### Selection
--------------------------------
# LZM Toby Hancock before and after.



## jbolt (Jan 1, 2012)

Sorry heres the pics.... 
Before..









After...


----------



## JustAwesome (Jun 22, 2011)

I actually am drawn more towards the first picture, he looks like he's lost muscle in the second, especially his hind quarters


----------



## BlueSpark (Feb 22, 2012)

agree with JustAwesome, although I think it might just be that the second picture is on a funny angle. one of his side strait on instead of on an angle would be a better comparison.


----------



## jbolt (Jan 1, 2012)

Well poop....weve been doing 5 days a week for 6 weeks with supplements and such...maybe this pic will do better.....these are all "after" pics


----------



## JustAwesome (Jun 22, 2011)

I still see the same thing, sorry.

Neat colouring to him though


----------



## Endiku (Dec 6, 2010)

I have to agree about him losing muscle in the rear, unfortunately (actually fairly typical with greenies, they key is getting them to really get that butt under themselves to propel them forwards, and doing lots of hill work to really see an improvement) but I do think that he's showing a bit of a nicer topline. It seems smoother and he seems to have picked up some muscle in his shoulders too. That isnt necessarily a great thing because he's most likely on his forehand which is causing the shoulder muscle, but keep working on it! He's a very handsome boy. How old is he and what breed?


----------



## jbolt (Jan 1, 2012)

_Posted via Mobile Device_


----------



## jbolt (Jan 1, 2012)

He is AQHA, Hancock bred gelding, and is 5 years old
Allbreedpedigree.com/lzm+toby+hancock We have been doing balancing excercises,seems like 1000,s of figure 8s and circles at a collected trot,
transitions, and working off the rear. His conformation does seem to predispose him to naturally working off the front end, but as long as i keep my seat correct, he is doing very well putting his butt underneath himself. We did just finish out a 
rough az summer and before pics were taken last december.
_Posted via Mobile Device_


----------



## BlueSpark (Feb 22, 2012)

I would start doing lots of hill work at a trot
_Posted via Mobile Device_


----------



## Endiku (Dec 6, 2010)

Thats good then! Just keep doing what you're doing and don't be afraid to let him go long and low too. Without the proper muscling for collection and frame, too much can do more bad than good. He's a pretty boy indeed!

What are your plans for him?


----------



## jbolt (Jan 1, 2012)

Western dressage, english pleasure, low level dressage, trails, and team penning for fun. Maybe some barrels, but hes not really ready for any of that yet. Im doing as much basic foundation training as i can by myself before i send him for 60 days to be finished.
_Posted via Mobile Device_


----------



## jbolt (Jan 1, 2012)

He was given to me as an unbroke rangy 4 yr old when my reining horse died : (
_Posted via Mobile Device_


----------



## jbolt (Jan 1, 2012)

We are actually havimg some difficulty staying long and low. I am using a dring snaffle, because hes very soft. I ask, he drops his head, i release, and so forth, but i am not getting any "staying down".
_Posted via Mobile Device_


----------



## Endiku (Dec 6, 2010)

It will come with time. Contrary to popular belief- long and low doesn't come all that naturally to a horse and can actually be hard for them at first. We did TONS of long and low with the OTTB gelding that I retrained before asking for any collection, and it wasn't easy for him at first either. It really helps once you get them to stretch out and relax though.


----------
--------------------------------
### Task description
List every username that posts in the forum thread above about LZM Toby Hancock, naming each one once.
--------------------------------
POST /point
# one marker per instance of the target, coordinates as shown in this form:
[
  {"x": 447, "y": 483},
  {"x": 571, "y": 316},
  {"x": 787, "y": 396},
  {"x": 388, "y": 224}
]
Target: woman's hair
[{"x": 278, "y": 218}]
--------------------------------
### Response to this exercise
jbolt, JustAwesome, BlueSpark, Endiku